::: DOCUMENT :::
July 21, 2022
UK Government releases draft legislation on new multinational top-up tax
The UK Government has released draft legislation on implementing the Pillar Two Income Inclusion Rule in the UK through the new multinational top-up tax.
The Government is committed to enacting legislation which is consistent with the objective of the OECD GloBE Model Rules and believes that the structure presented in the Model Rules is the most effective way to achieve this.
The Income Inclusion Rule is expected to apply to accounting periods commencing on or after 31 December 2023.
The Draft Legislation is open for comment until 14 September 2022. The UK Government will analyze the feedback it receives with a view to including the measures in the Finance Bill to be issued at the end of this year after the UK Budget.
On 20 July 2022, the United Kingdom (UK) Government released the summary of responses to the Organisation for Economic Co-operation and Development (OECD) Base Erosion and Profit Shifting (BEPS) Pillar Two consultation that closed on 4 April 2022. Alongside this, the UK Government also released draft legislation on the “Introduction of the new multinational top-up-tax” (the Draft Legislation).
The Draft Legislation builds on the Global Anti-Base Erosion (GloBE) Model Rules published by the OECD on 20 December 2021 which effectively provided governments with a template for legislating the global minimum tax rules. The Draft Legislation covers the application of the Income Inclusion Rule (IIR), however details on the timing and design of the UK’s Undertaxed Profits Rule (UTPR) are not included. An update on the UTPR is expected to be issued later, in light of wider developments internationally. The Draft Legislation confirms that the IIR is expected to apply to accounting periods commencing on or after 31 December 2023.
While we continue to work through the details of this release, this Alert summarizes the key observations from the various documents that have been released.
- The UK Government is committed to enacting legislation which is consistent with the objective of the GloBE Model Rules and believes that the structure presented in the Model Rules is the most effective way to achieve this.
- There are areas of the Model Rules where the application is uncertain or not as clear as it could be. As such the Government has sought to include further rules within the Draft Legislation which reflect the outcomes expressed in the OECD’s commentary to the Model Rules, where it was considered the Model Rules themselves were unclear.
:::
> **STATED EXERCISE A**:
Copy the lines of the records verbatim, from the line with "Query: parked car" to the line with "POLYGON ((108 88, 111".
The tax alert and the records have no connection to each other.
::: EXERCISE MATERIALS :::
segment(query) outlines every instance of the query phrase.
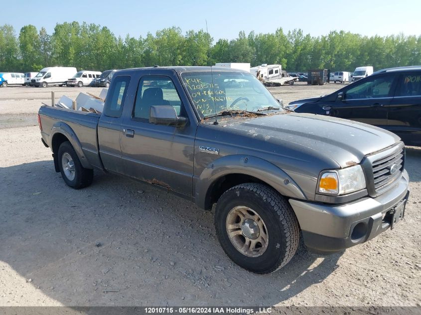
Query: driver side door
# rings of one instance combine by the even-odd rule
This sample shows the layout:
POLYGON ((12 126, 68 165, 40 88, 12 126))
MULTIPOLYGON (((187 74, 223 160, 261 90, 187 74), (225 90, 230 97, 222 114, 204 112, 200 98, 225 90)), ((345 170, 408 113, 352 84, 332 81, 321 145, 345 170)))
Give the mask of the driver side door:
POLYGON ((396 76, 387 74, 362 80, 333 102, 330 115, 385 127, 388 105, 396 87, 396 76))

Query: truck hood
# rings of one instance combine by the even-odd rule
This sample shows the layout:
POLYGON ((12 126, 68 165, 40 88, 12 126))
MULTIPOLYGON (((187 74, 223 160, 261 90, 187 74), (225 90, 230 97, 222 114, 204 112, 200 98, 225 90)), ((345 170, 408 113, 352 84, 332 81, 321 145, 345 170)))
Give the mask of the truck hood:
POLYGON ((239 121, 226 127, 333 160, 341 167, 361 162, 365 155, 393 145, 396 135, 365 123, 314 114, 288 112, 239 121))
POLYGON ((289 103, 289 105, 298 104, 300 103, 314 103, 314 102, 318 101, 321 99, 323 96, 315 97, 315 98, 308 98, 307 99, 301 99, 301 100, 297 100, 289 103))

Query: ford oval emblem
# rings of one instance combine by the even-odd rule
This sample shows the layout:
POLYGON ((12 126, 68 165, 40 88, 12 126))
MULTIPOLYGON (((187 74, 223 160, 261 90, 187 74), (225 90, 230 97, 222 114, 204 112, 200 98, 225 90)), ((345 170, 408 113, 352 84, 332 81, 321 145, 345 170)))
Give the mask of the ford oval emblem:
POLYGON ((392 164, 389 167, 389 172, 390 172, 390 174, 393 174, 396 173, 396 171, 399 169, 399 165, 398 164, 392 164))

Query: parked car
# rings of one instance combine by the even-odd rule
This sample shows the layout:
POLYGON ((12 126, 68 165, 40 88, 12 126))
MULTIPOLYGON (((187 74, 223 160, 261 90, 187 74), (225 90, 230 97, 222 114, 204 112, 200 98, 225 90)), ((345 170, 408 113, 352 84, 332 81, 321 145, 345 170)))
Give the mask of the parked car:
POLYGON ((0 86, 3 88, 9 85, 24 85, 24 84, 25 75, 23 73, 0 73, 0 86))
POLYGON ((108 88, 111 83, 111 79, 117 70, 106 70, 101 74, 99 78, 93 80, 89 84, 90 87, 104 87, 108 88))
POLYGON ((300 233, 307 247, 331 253, 393 228, 404 215, 409 179, 396 135, 288 111, 242 70, 122 70, 101 114, 44 105, 38 121, 69 186, 90 185, 95 168, 206 210, 216 204, 222 248, 254 272, 285 265, 300 233), (163 78, 170 88, 154 87, 163 78))
POLYGON ((369 123, 421 146, 421 66, 384 69, 323 97, 285 107, 369 123))
POLYGON ((31 85, 31 80, 38 74, 38 72, 26 72, 25 74, 25 83, 24 85, 31 85))
POLYGON ((290 77, 295 78, 295 81, 296 82, 298 82, 299 81, 299 76, 296 73, 290 73, 289 75, 290 77))
POLYGON ((71 67, 48 67, 41 70, 31 79, 31 83, 37 88, 46 88, 49 85, 62 87, 66 84, 67 79, 77 72, 76 68, 71 67))
MULTIPOLYGON (((332 74, 331 74, 331 75, 332 74)), ((330 79, 331 81, 332 79, 330 79)), ((346 71, 336 71, 333 74, 333 83, 340 82, 345 83, 349 82, 349 72, 346 71)))
POLYGON ((373 69, 372 66, 357 67, 352 74, 352 82, 363 78, 365 78, 373 74, 373 69))
POLYGON ((72 78, 67 80, 66 85, 68 87, 78 86, 81 88, 84 85, 89 85, 92 80, 99 78, 101 73, 99 71, 83 70, 76 73, 72 78))

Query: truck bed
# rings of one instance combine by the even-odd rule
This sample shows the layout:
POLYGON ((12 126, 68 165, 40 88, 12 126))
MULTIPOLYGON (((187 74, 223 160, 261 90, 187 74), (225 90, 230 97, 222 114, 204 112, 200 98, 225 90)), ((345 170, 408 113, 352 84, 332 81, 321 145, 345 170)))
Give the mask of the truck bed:
POLYGON ((97 134, 100 115, 46 105, 41 106, 39 114, 42 126, 41 135, 48 146, 52 146, 51 135, 54 132, 54 127, 66 124, 77 135, 77 139, 89 164, 102 168, 97 134))

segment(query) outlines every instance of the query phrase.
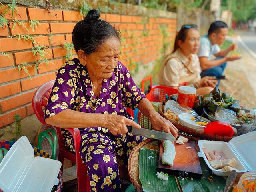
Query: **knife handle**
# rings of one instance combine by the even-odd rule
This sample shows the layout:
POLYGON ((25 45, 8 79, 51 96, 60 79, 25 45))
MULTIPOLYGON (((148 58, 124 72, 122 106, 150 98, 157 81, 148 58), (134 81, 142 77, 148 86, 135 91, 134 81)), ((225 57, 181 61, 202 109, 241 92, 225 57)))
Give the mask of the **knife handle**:
POLYGON ((128 133, 132 132, 132 126, 130 126, 130 125, 126 125, 126 127, 127 127, 127 129, 128 130, 128 133))

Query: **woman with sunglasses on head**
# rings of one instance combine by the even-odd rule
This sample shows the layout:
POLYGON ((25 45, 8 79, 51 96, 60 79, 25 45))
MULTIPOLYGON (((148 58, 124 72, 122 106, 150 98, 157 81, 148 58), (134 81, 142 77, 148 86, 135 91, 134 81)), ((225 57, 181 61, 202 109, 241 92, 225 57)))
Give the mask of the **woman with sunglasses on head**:
POLYGON ((213 77, 202 79, 198 57, 200 35, 196 25, 184 25, 175 38, 174 50, 166 57, 160 71, 159 84, 174 88, 186 82, 197 89, 198 94, 208 93, 217 80, 213 77))

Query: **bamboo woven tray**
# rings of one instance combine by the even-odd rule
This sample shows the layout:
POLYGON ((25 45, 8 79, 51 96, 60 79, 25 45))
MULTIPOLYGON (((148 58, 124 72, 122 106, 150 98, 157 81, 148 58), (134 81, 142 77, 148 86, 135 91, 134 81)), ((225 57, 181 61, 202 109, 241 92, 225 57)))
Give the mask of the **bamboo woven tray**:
:::
> **STATED EXERCISE B**:
According to the tax alert, until what date is the Draft Legislation open for comment?

> **RESPONSE A**:
Query: parked car
# rings of one instance combine by the even-odd rule
This sample shows the layout:
POLYGON ((12 126, 68 165, 40 88, 12 126))
MULTIPOLYGON (((187 74, 223 160, 261 90, 187 74), (225 90, 230 97, 222 114, 204 112, 200 98, 225 90)), ((345 170, 408 113, 352 84, 332 81, 321 145, 345 170)))
Give the mask of the parked car:
POLYGON ((0 86, 3 88, 9 85, 24 85, 24 84, 25 75, 23 73, 0 73, 0 86))
POLYGON ((108 88, 111 83, 111 79, 117 70, 106 70, 101 74, 99 78, 93 80, 89 84, 90 87, 104 87, 108 88))

> **RESPONSE B**:
It is open for comment until 14 September 2022.